The skill content is prepended to the agent's instructions, giving the LLM domain knowledge before it sees the user's request.

Rate Limiting & Retries¶

PydanticAI handles transient failures automatically via its built-in retry mechanism:

429 Too Many Requests: Automatic retry with backoff
Connection errors: Automatic retry
API errors: Automatic retry for transient failures

The retries field (default: 1) controls the maximum number of retries PydanticAI attempts when a tool call returns an error. Increase this value for agents that interact with unreliable tools or external services:

CopilotEval(
    name="resilient-agent",
    instructions="You are a helpful assistant.",
    retries=3,  # Allow up to 3 retries on tool errors
)

§ RECORDS SHOWN
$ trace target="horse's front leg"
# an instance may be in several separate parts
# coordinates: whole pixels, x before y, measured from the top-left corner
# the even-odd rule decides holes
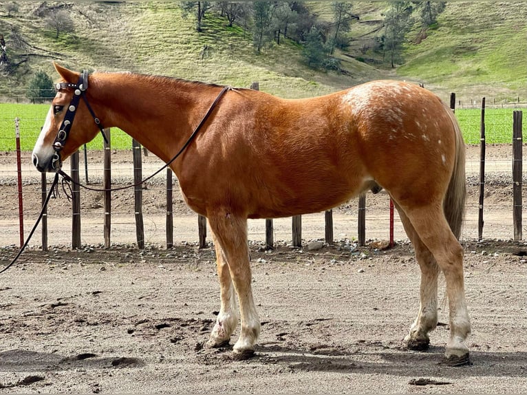
[[[209,215],[208,223],[211,231],[215,235],[215,242],[223,251],[223,258],[226,261],[232,284],[234,284],[239,302],[241,329],[238,341],[234,345],[233,352],[237,354],[252,354],[254,352],[255,343],[260,334],[260,320],[256,311],[251,288],[249,248],[247,243],[247,219],[234,215],[228,211],[224,210],[216,212],[213,215]],[[225,281],[227,277],[226,273],[224,273],[224,268],[225,266],[222,270],[221,275],[223,278],[220,278],[220,283]],[[222,284],[222,292],[224,292],[224,285]],[[231,292],[229,294],[229,300],[231,301],[229,303],[232,311],[233,310],[232,287],[229,290],[231,290],[227,291],[226,288],[224,292],[226,294],[227,292]],[[222,297],[223,304],[223,294]],[[228,314],[226,310],[225,314]],[[233,317],[232,314],[230,317]],[[230,328],[230,329],[233,328]]]
[[[219,297],[221,305],[211,338],[206,343],[208,347],[222,347],[228,343],[230,335],[238,325],[238,306],[236,303],[234,286],[227,265],[225,253],[213,232],[214,248],[216,250],[216,264],[219,279]]]

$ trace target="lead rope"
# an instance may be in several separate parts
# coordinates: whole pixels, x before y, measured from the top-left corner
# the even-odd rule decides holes
[[[13,258],[13,260],[11,261],[11,262],[5,268],[3,268],[1,270],[0,270],[0,274],[3,273],[6,270],[7,270],[9,268],[10,268],[14,262],[17,261],[17,260],[20,257],[20,255],[22,254],[23,250],[25,249],[25,248],[28,246],[28,244],[30,242],[30,240],[31,239],[31,237],[33,236],[33,233],[34,233],[35,230],[36,229],[36,226],[39,226],[39,224],[40,224],[41,220],[42,220],[42,217],[44,216],[44,211],[45,211],[45,208],[47,206],[47,203],[50,202],[50,198],[51,198],[51,195],[52,194],[54,194],[56,191],[58,191],[58,175],[61,175],[63,176],[63,182],[62,182],[62,188],[63,191],[64,191],[65,195],[66,197],[68,198],[68,199],[70,198],[70,196],[68,195],[65,187],[65,183],[69,189],[69,191],[72,190],[71,186],[69,186],[69,184],[68,182],[71,182],[76,185],[78,185],[79,186],[82,186],[83,188],[85,188],[85,189],[89,189],[89,191],[95,191],[96,192],[105,192],[105,191],[120,191],[122,189],[126,189],[127,188],[133,188],[134,186],[138,186],[139,185],[141,185],[144,182],[146,182],[151,178],[152,178],[154,175],[158,174],[160,172],[161,172],[164,169],[166,169],[171,163],[172,163],[174,160],[175,160],[178,157],[181,155],[183,151],[185,150],[185,149],[189,146],[189,145],[192,142],[192,140],[194,139],[194,137],[195,137],[196,134],[197,134],[197,132],[200,131],[200,129],[203,126],[203,124],[205,123],[205,121],[208,118],[208,116],[212,113],[213,110],[214,109],[214,107],[216,107],[216,105],[219,101],[219,99],[222,98],[222,96],[228,90],[231,89],[230,87],[224,87],[223,89],[222,89],[222,92],[219,92],[219,94],[217,96],[216,99],[213,102],[213,104],[211,105],[210,108],[208,109],[208,111],[206,112],[205,116],[202,119],[200,124],[196,127],[196,129],[194,130],[193,132],[192,132],[192,134],[191,134],[189,139],[186,140],[186,142],[185,142],[184,145],[183,145],[183,147],[181,147],[180,151],[176,153],[174,157],[171,159],[169,162],[167,162],[164,166],[161,167],[159,170],[155,171],[153,174],[151,175],[149,175],[149,177],[147,177],[145,179],[142,180],[140,182],[137,182],[136,184],[133,184],[130,185],[127,185],[125,186],[120,186],[119,188],[114,188],[111,189],[97,189],[97,188],[91,188],[89,186],[87,186],[86,185],[83,185],[83,184],[80,184],[80,182],[77,182],[76,181],[74,181],[73,179],[72,179],[69,175],[66,174],[64,171],[62,171],[62,169],[59,169],[58,171],[55,173],[55,178],[53,180],[53,184],[52,184],[52,186],[50,189],[50,191],[47,193],[47,196],[46,196],[45,200],[44,201],[43,204],[42,205],[42,209],[41,210],[40,215],[39,215],[39,217],[36,220],[36,222],[35,222],[35,224],[33,226],[33,228],[31,230],[31,232],[30,233],[30,235],[28,237],[28,239],[25,240],[25,242],[23,244],[23,245],[20,248],[20,250],[17,254],[17,256]],[[104,134],[103,134],[104,136]]]
[[[25,239],[25,242],[20,248],[20,250],[19,250],[18,254],[17,254],[17,256],[14,257],[14,258],[13,258],[13,260],[11,261],[11,262],[7,266],[6,266],[1,270],[0,270],[0,273],[3,273],[6,270],[7,270],[9,268],[10,268],[13,265],[13,264],[14,264],[14,262],[16,262],[17,260],[20,257],[20,255],[22,255],[22,253],[25,249],[25,247],[28,246],[28,244],[30,242],[31,237],[33,236],[33,233],[34,233],[34,231],[36,229],[36,226],[39,226],[39,224],[40,224],[40,222],[42,220],[42,217],[44,216],[44,211],[45,211],[45,209],[46,207],[47,207],[47,203],[50,202],[50,198],[51,198],[52,195],[54,195],[55,193],[58,186],[58,173],[56,173],[55,178],[53,180],[53,183],[52,184],[51,188],[50,188],[50,191],[47,193],[47,196],[46,196],[45,200],[44,200],[44,203],[42,204],[42,209],[41,210],[41,213],[39,215],[39,217],[36,219],[36,222],[35,222],[35,224],[33,225],[33,228],[31,229],[30,235],[28,236],[28,238]]]

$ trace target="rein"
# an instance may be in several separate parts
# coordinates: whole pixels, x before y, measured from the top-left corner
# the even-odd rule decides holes
[[[51,198],[51,195],[55,192],[55,190],[58,185],[58,173],[55,173],[55,178],[53,180],[53,184],[52,184],[51,188],[50,188],[50,191],[47,193],[47,196],[46,196],[45,200],[44,200],[44,203],[42,204],[42,209],[41,210],[41,213],[39,215],[39,217],[36,220],[36,222],[35,222],[35,224],[33,225],[33,228],[31,229],[31,232],[30,232],[30,235],[28,237],[28,238],[25,240],[25,242],[23,244],[23,245],[20,248],[20,250],[19,250],[19,253],[17,254],[17,256],[13,258],[13,259],[11,261],[11,262],[5,268],[3,268],[1,270],[0,270],[0,273],[3,273],[6,270],[7,270],[9,268],[10,268],[14,262],[16,262],[18,259],[20,257],[20,255],[22,255],[22,253],[25,249],[25,247],[28,246],[28,244],[30,242],[30,240],[31,239],[31,237],[33,236],[33,233],[34,233],[35,230],[36,229],[36,226],[39,226],[39,224],[40,224],[41,220],[42,220],[42,217],[44,216],[44,212],[45,211],[45,209],[47,206],[47,203],[50,202],[50,198]]]
[[[183,153],[183,151],[185,150],[185,149],[187,147],[189,147],[189,145],[191,144],[192,140],[194,140],[194,138],[196,136],[197,133],[202,129],[202,127],[203,127],[203,125],[205,123],[205,122],[206,122],[207,119],[208,119],[208,117],[212,114],[213,111],[215,108],[217,103],[219,102],[219,100],[222,98],[222,97],[223,97],[223,96],[227,92],[227,91],[232,89],[230,87],[227,87],[227,86],[224,87],[224,88],[222,89],[222,92],[219,92],[219,94],[218,94],[218,96],[214,100],[213,103],[211,105],[211,107],[208,108],[208,111],[207,111],[207,112],[202,118],[202,120],[200,122],[198,125],[194,129],[194,131],[193,131],[192,134],[191,134],[190,137],[189,137],[188,140],[186,140],[186,142],[185,142],[183,145],[183,147],[181,147],[180,151],[178,151],[178,153],[173,156],[173,158],[172,158],[172,159],[171,159],[169,162],[167,162],[159,170],[156,171],[152,175],[141,180],[140,182],[137,182],[136,184],[132,184],[130,185],[127,185],[125,186],[120,186],[119,188],[103,189],[92,188],[90,186],[87,186],[86,185],[80,184],[80,182],[77,182],[76,181],[74,180],[66,173],[63,171],[61,169],[62,162],[61,161],[60,152],[62,150],[62,149],[64,147],[64,144],[66,140],[67,139],[68,136],[69,136],[69,131],[72,128],[72,125],[73,125],[73,121],[74,121],[74,119],[75,118],[76,111],[78,108],[78,103],[81,97],[83,98],[85,103],[86,103],[86,106],[88,107],[88,110],[92,114],[92,116],[94,117],[94,120],[95,123],[99,127],[99,129],[100,130],[100,133],[103,134],[103,138],[105,139],[105,141],[106,142],[106,143],[107,144],[108,143],[108,140],[107,140],[106,136],[105,135],[104,127],[103,127],[103,125],[101,125],[100,120],[99,120],[99,118],[97,118],[97,116],[96,116],[95,113],[94,112],[93,109],[92,109],[92,107],[89,105],[89,103],[88,103],[87,99],[86,98],[86,96],[84,94],[88,88],[88,72],[86,71],[83,72],[82,74],[80,74],[80,76],[79,76],[78,82],[76,84],[74,84],[72,83],[60,83],[56,84],[55,87],[56,90],[61,90],[61,89],[64,89],[64,88],[75,89],[75,91],[74,92],[74,96],[72,98],[72,101],[69,103],[69,105],[68,106],[66,115],[64,116],[64,120],[62,122],[62,125],[61,125],[61,127],[58,129],[58,132],[57,133],[57,135],[55,137],[55,140],[53,142],[53,147],[55,149],[55,153],[54,154],[54,158],[53,158],[54,168],[54,163],[56,162],[58,162],[58,168],[56,170],[56,172],[55,173],[55,178],[53,180],[53,183],[52,184],[52,186],[50,189],[50,191],[47,193],[47,196],[46,196],[44,203],[42,204],[42,209],[41,210],[40,214],[39,215],[39,217],[37,218],[36,222],[35,222],[35,224],[33,226],[33,228],[31,230],[31,232],[30,233],[30,235],[28,237],[28,239],[25,240],[25,242],[24,242],[23,245],[20,248],[20,250],[19,250],[18,253],[14,257],[14,258],[13,258],[11,262],[7,266],[0,270],[0,273],[3,273],[6,270],[7,270],[9,268],[10,268],[18,260],[18,259],[20,257],[20,255],[22,254],[22,253],[25,249],[25,248],[28,246],[28,244],[29,244],[30,240],[31,239],[31,237],[33,236],[33,233],[36,229],[36,227],[39,226],[39,224],[42,220],[42,217],[44,216],[44,212],[45,211],[46,207],[47,206],[47,203],[50,202],[50,198],[51,198],[51,195],[54,193],[54,192],[58,188],[59,175],[63,176],[63,181],[62,181],[63,189],[65,191],[65,193],[66,193],[65,189],[64,188],[65,180],[66,182],[71,182],[75,184],[76,185],[82,186],[83,188],[85,189],[89,189],[89,191],[95,191],[97,192],[120,191],[122,189],[126,189],[127,188],[133,188],[134,186],[138,186],[139,185],[141,185],[144,182],[146,182],[147,181],[152,178],[154,175],[158,174],[164,169],[166,169],[171,164],[171,163],[172,163],[182,153]],[[67,193],[66,193],[66,195],[67,196]]]

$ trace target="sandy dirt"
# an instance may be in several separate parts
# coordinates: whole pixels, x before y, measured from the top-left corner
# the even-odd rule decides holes
[[[488,155],[506,156],[502,148]],[[510,200],[502,177],[489,178],[493,206]],[[6,213],[16,190],[3,180],[5,264],[17,239]],[[477,204],[475,185],[469,180],[470,204]],[[28,180],[25,188],[37,184]],[[39,206],[40,196],[33,199],[30,214]],[[178,199],[176,218],[193,221]],[[67,209],[65,200],[54,209]],[[87,217],[100,215],[98,201],[84,201]],[[368,202],[385,204],[369,195]],[[164,208],[152,200],[147,210],[162,217]],[[336,217],[349,226],[356,210],[343,205]],[[321,226],[303,222],[306,235]],[[337,230],[334,246],[310,251],[309,239],[293,248],[276,237],[277,248],[265,252],[255,231],[250,247],[261,335],[254,357],[233,361],[230,348],[203,347],[219,308],[213,248],[199,249],[195,230],[183,228],[174,248],[148,243],[140,250],[131,228],[121,230],[129,242],[109,250],[88,242],[72,250],[57,237],[43,252],[37,240],[0,276],[0,392],[527,393],[527,243],[510,241],[510,233],[462,239],[472,363],[452,367],[442,361],[449,335],[443,284],[430,349],[402,349],[418,312],[420,280],[402,234],[387,250],[376,244],[382,238],[359,247],[349,231]]]

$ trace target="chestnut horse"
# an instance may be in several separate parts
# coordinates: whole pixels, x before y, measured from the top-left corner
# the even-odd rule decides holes
[[[260,332],[248,218],[320,212],[380,186],[396,206],[421,269],[420,307],[405,345],[419,350],[429,345],[429,332],[438,323],[441,270],[450,312],[447,361],[469,362],[464,343],[470,322],[458,242],[465,147],[452,111],[436,96],[416,85],[379,81],[284,100],[166,77],[88,76],[55,67],[62,83],[32,154],[40,171],[58,171],[62,160],[92,140],[101,125],[120,128],[165,162],[186,147],[170,167],[186,203],[208,219],[219,279],[221,306],[208,346],[228,343],[241,318],[233,353],[248,356]]]

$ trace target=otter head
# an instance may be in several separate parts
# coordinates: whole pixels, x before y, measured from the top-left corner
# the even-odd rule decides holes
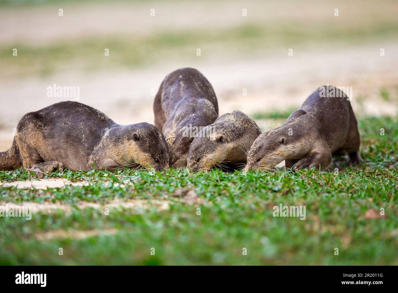
[[[209,135],[209,127],[206,126],[195,137],[190,138],[192,142],[188,153],[187,167],[194,172],[207,170],[224,161],[230,148],[224,134],[216,132]]]
[[[309,151],[311,140],[300,128],[291,124],[262,133],[248,153],[246,171],[271,169],[287,159],[298,158]]]
[[[147,169],[169,169],[169,149],[162,132],[149,123],[133,125],[138,127],[131,130],[129,152],[135,161]]]
[[[173,168],[183,168],[187,166],[187,154],[192,140],[183,128],[175,129],[169,134],[166,142],[170,153],[170,165]]]
[[[100,152],[103,158],[99,163],[108,169],[140,165],[156,171],[169,167],[167,144],[154,125],[142,123],[116,126],[105,134],[103,140]]]

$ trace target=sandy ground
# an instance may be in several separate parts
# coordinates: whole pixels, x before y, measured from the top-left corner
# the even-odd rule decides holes
[[[386,55],[379,55],[379,48]],[[394,115],[397,103],[382,100],[381,87],[396,87],[398,42],[385,41],[358,47],[324,49],[287,50],[261,59],[233,62],[217,61],[191,64],[173,63],[154,68],[106,72],[60,73],[46,78],[0,82],[0,151],[11,146],[14,128],[22,116],[55,102],[47,98],[47,88],[54,83],[80,87],[79,102],[102,111],[117,123],[153,123],[152,105],[162,81],[175,69],[191,66],[210,81],[219,99],[220,114],[238,109],[254,112],[298,107],[317,87],[326,83],[353,87],[351,103],[356,113]],[[247,95],[242,95],[246,88]],[[12,97],[10,98],[10,97]],[[364,102],[360,103],[365,98]],[[72,99],[70,99],[72,100]]]
[[[333,21],[335,8],[341,18],[354,25],[358,16],[363,25],[372,23],[375,16],[387,19],[396,16],[395,0],[357,2],[297,1],[295,0],[240,0],[195,1],[98,1],[51,4],[20,8],[2,7],[0,10],[0,43],[43,45],[57,40],[98,35],[106,37],[123,32],[139,36],[162,31],[182,31],[205,28],[217,29],[247,23],[277,24],[286,20],[305,21],[311,13],[312,22]],[[386,9],[386,7],[388,9]],[[63,16],[59,16],[59,9]],[[155,9],[155,16],[150,10]],[[247,16],[242,16],[242,9]],[[371,13],[369,13],[369,12]],[[166,24],[166,25],[165,25]]]

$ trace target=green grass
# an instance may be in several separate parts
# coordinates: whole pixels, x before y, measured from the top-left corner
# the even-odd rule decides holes
[[[0,218],[0,264],[398,264],[397,120],[368,117],[360,120],[359,128],[366,163],[339,165],[337,176],[337,165],[322,173],[65,171],[48,176],[90,184],[47,190],[0,187],[2,203],[74,207],[68,213],[35,213],[30,221]],[[35,176],[23,168],[0,171],[6,181]],[[176,195],[188,189],[203,203],[181,202]],[[76,207],[82,201],[106,206],[115,196],[168,200],[170,208],[112,209],[105,215],[102,209]],[[273,207],[281,203],[305,206],[306,219],[273,217]],[[381,208],[384,216],[365,216]],[[35,237],[58,229],[111,228],[118,232],[80,240]],[[58,255],[61,247],[63,256]]]

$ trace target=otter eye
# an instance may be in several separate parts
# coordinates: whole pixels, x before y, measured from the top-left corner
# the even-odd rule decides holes
[[[138,134],[136,133],[133,133],[133,139],[137,141],[140,139],[140,138],[138,136]]]

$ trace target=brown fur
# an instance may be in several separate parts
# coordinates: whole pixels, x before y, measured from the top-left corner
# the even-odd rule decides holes
[[[336,90],[342,97],[343,92]],[[351,163],[362,161],[357,120],[349,101],[345,96],[321,97],[320,92],[320,88],[314,90],[283,124],[257,138],[248,155],[246,171],[272,168],[283,160],[287,168],[294,165],[294,170],[320,165],[324,170],[332,165],[332,155],[338,154],[348,153]]]
[[[75,102],[58,103],[26,114],[12,146],[0,153],[0,169],[23,166],[51,171],[65,168],[113,169],[168,167],[168,149],[154,125],[120,125],[103,113]],[[158,162],[156,161],[158,161]]]
[[[192,138],[188,167],[194,171],[216,166],[226,171],[243,168],[249,148],[261,133],[256,122],[240,111],[224,114]]]
[[[153,105],[155,125],[162,132],[170,151],[171,167],[186,167],[189,138],[186,127],[204,127],[218,116],[218,104],[211,85],[193,68],[177,69],[162,83]]]

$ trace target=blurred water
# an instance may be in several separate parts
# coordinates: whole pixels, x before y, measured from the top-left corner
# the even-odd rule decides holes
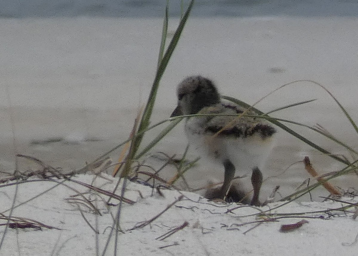
[[[181,13],[188,0],[169,1],[169,15]],[[77,16],[162,17],[165,0],[3,0],[0,17]],[[356,16],[358,2],[340,0],[197,0],[192,15],[197,16]]]

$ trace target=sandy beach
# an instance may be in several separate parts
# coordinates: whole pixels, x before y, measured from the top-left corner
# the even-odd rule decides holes
[[[152,82],[161,19],[1,21],[0,43],[6,49],[0,53],[4,63],[1,86],[5,92],[0,101],[4,120],[0,124],[1,171],[13,171],[15,152],[64,170],[79,168],[126,139]],[[178,23],[177,19],[170,21],[170,33]],[[212,79],[222,94],[251,104],[282,85],[311,80],[329,90],[353,119],[358,120],[354,72],[358,66],[357,25],[354,18],[192,18],[162,80],[152,123],[168,118],[176,103],[177,84],[196,74]],[[272,115],[308,125],[319,124],[357,148],[358,143],[352,139],[356,135],[337,104],[311,83],[286,86],[256,106],[269,111],[314,99],[317,99]],[[152,153],[182,154],[187,143],[182,125]],[[294,128],[334,153],[347,153],[311,131]],[[146,141],[160,131],[149,133]],[[118,154],[111,156],[115,159]],[[301,163],[291,166],[306,155],[321,173],[343,166],[280,131],[264,176],[284,173],[266,182],[262,198],[277,185],[283,194],[288,194],[309,177]],[[188,158],[197,156],[190,152]],[[149,161],[155,167],[163,164],[156,159]],[[27,162],[21,160],[19,164],[20,170],[29,168]],[[199,162],[188,173],[191,186],[204,185],[209,180],[220,181],[221,168]],[[207,179],[201,178],[203,173]],[[163,174],[167,178],[172,175],[169,171]],[[356,177],[350,176],[334,183],[348,188],[357,182]]]
[[[65,173],[83,167],[127,139],[146,102],[157,67],[163,22],[158,14],[164,6],[154,0],[144,7],[135,1],[118,6],[105,1],[75,2],[9,2],[0,11],[0,177],[14,172],[16,154]],[[258,101],[255,107],[265,112],[316,99],[271,115],[318,124],[358,148],[354,128],[316,84],[295,83],[259,100],[282,85],[312,80],[358,121],[355,4],[327,0],[290,5],[277,0],[240,7],[222,2],[196,3],[161,81],[151,124],[169,119],[178,83],[201,74],[214,81],[223,95],[251,104]],[[176,3],[170,7],[176,16],[170,16],[168,39],[180,11]],[[142,157],[149,167],[141,170],[159,169],[166,161],[163,156],[182,155],[188,143],[183,124]],[[287,125],[352,160],[343,147],[323,136]],[[142,147],[163,128],[147,132]],[[259,207],[209,202],[200,195],[203,191],[157,190],[129,181],[124,201],[118,195],[122,184],[112,194],[118,180],[108,174],[112,167],[101,177],[87,174],[46,181],[33,177],[18,185],[8,181],[0,184],[0,254],[115,255],[117,246],[118,254],[126,255],[355,255],[357,176],[332,181],[349,189],[340,201],[325,200],[322,197],[329,193],[319,188],[295,202],[279,201],[307,185],[305,156],[321,174],[344,165],[278,130],[262,170],[260,197],[265,201],[279,186],[276,202]],[[120,153],[110,156],[115,162]],[[187,159],[197,157],[189,150]],[[17,160],[20,172],[38,170],[33,161]],[[160,175],[168,180],[176,171],[169,165]],[[175,185],[195,189],[222,181],[223,175],[222,166],[200,160],[185,173],[190,189],[182,181]],[[240,182],[247,187],[249,179]],[[111,204],[109,195],[114,196]],[[110,232],[120,213],[115,240]]]

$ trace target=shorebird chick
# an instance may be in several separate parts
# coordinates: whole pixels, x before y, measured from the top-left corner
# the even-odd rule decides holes
[[[259,205],[262,183],[260,171],[272,147],[275,129],[262,118],[240,116],[257,115],[255,112],[222,101],[212,81],[200,76],[188,77],[178,86],[178,106],[171,117],[192,114],[219,114],[187,118],[185,130],[191,146],[222,163],[224,169],[224,183],[219,189],[207,190],[205,196]],[[235,167],[241,174],[252,171],[253,187],[251,200],[245,200],[245,193],[230,189]]]

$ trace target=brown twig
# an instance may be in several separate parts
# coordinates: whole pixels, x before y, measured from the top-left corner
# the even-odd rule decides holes
[[[305,157],[303,160],[305,164],[305,169],[310,174],[312,177],[317,180],[318,182],[322,184],[322,185],[326,189],[328,190],[328,192],[332,195],[336,195],[342,196],[342,194],[337,190],[328,181],[325,181],[320,176],[318,173],[316,171],[316,170],[312,167],[312,165],[310,162],[310,158],[308,156]]]
[[[280,232],[291,232],[297,229],[300,227],[301,227],[305,223],[308,223],[308,221],[305,219],[303,219],[298,222],[294,223],[292,224],[286,224],[281,225],[281,227],[280,229]]]
[[[107,190],[105,190],[103,189],[100,189],[99,188],[97,188],[94,186],[89,185],[87,183],[85,183],[84,182],[82,182],[82,181],[80,181],[78,180],[75,180],[72,179],[70,179],[69,180],[73,182],[77,183],[77,184],[79,184],[80,185],[82,185],[82,186],[86,187],[86,188],[88,188],[89,189],[90,189],[92,190],[97,192],[98,193],[100,193],[104,195],[106,195],[111,196],[113,198],[119,200],[120,201],[122,201],[125,203],[126,203],[127,204],[134,204],[135,203],[135,202],[134,201],[131,200],[130,199],[118,195],[116,195],[116,194],[110,192],[109,191],[107,191]]]
[[[61,230],[61,229],[56,228],[52,226],[49,226],[43,223],[36,221],[34,221],[30,219],[27,219],[21,217],[8,217],[4,214],[1,214],[0,219],[9,220],[11,222],[8,224],[9,227],[10,228],[35,228],[37,230],[41,230],[42,228],[48,228],[49,229],[56,229]],[[0,226],[4,226],[7,223],[0,224]]]
[[[182,224],[179,227],[176,227],[172,228],[172,229],[169,230],[169,231],[167,232],[166,233],[164,234],[163,234],[160,236],[159,236],[157,237],[155,239],[156,240],[159,240],[161,241],[162,241],[166,238],[168,238],[170,236],[172,235],[173,234],[178,232],[179,230],[181,230],[183,228],[185,228],[185,227],[187,227],[189,225],[189,223],[188,222],[186,221],[184,222],[184,223]]]
[[[157,214],[154,217],[153,217],[153,218],[150,219],[148,221],[145,221],[142,222],[140,224],[136,224],[135,226],[134,226],[134,227],[132,228],[128,229],[128,231],[133,230],[134,229],[135,229],[137,228],[144,228],[146,226],[149,225],[153,221],[154,221],[157,218],[158,218],[158,217],[159,217],[160,216],[163,214],[166,211],[168,210],[168,209],[169,209],[169,208],[170,208],[170,207],[174,205],[176,203],[179,201],[181,200],[182,199],[183,199],[183,196],[182,195],[180,196],[179,198],[178,198],[178,199],[176,199],[175,201],[174,201],[174,202],[170,204],[169,204],[168,206],[167,206],[167,207],[165,207],[165,209],[164,210],[163,210],[161,212],[160,212],[159,213]]]

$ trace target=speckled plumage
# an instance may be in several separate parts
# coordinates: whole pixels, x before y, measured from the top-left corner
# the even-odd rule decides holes
[[[200,76],[185,79],[178,86],[177,94],[178,105],[171,116],[224,115],[188,118],[185,121],[185,133],[191,146],[201,151],[201,155],[215,160],[224,166],[222,186],[217,191],[208,191],[207,197],[226,197],[235,167],[241,172],[255,170],[255,175],[261,175],[260,169],[270,151],[270,142],[276,131],[269,123],[262,118],[240,117],[245,111],[247,114],[257,113],[221,101],[213,82]],[[253,181],[253,185],[255,188]],[[258,204],[258,199],[255,200],[257,201],[252,201],[251,204]]]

§ ACTIVITY
Could you carry on the documentation about agent retries and rate limiting from the point where the text stops? You won't need the records for this.

§ RESULT OF THE TASK
Test Iterations¶

LLM responses are non-deterministic. Running a test once tells you whether it passed that time, not whether the configuration is reliable. The --aitest-iterations=N CLI option reruns each test N times and aggregates the results.

Under the hood, pytest_generate_tests parametrizes every copilot_eval test with _aitest_iteration values 1..N. The report generator groups iterations by agent + test and computes an iteration pass rate.

pytest tests/ --aitest-iterations=5

Reports show per-test iteration breakdowns including pass count, pass rate, total duration, total tokens, and total cost.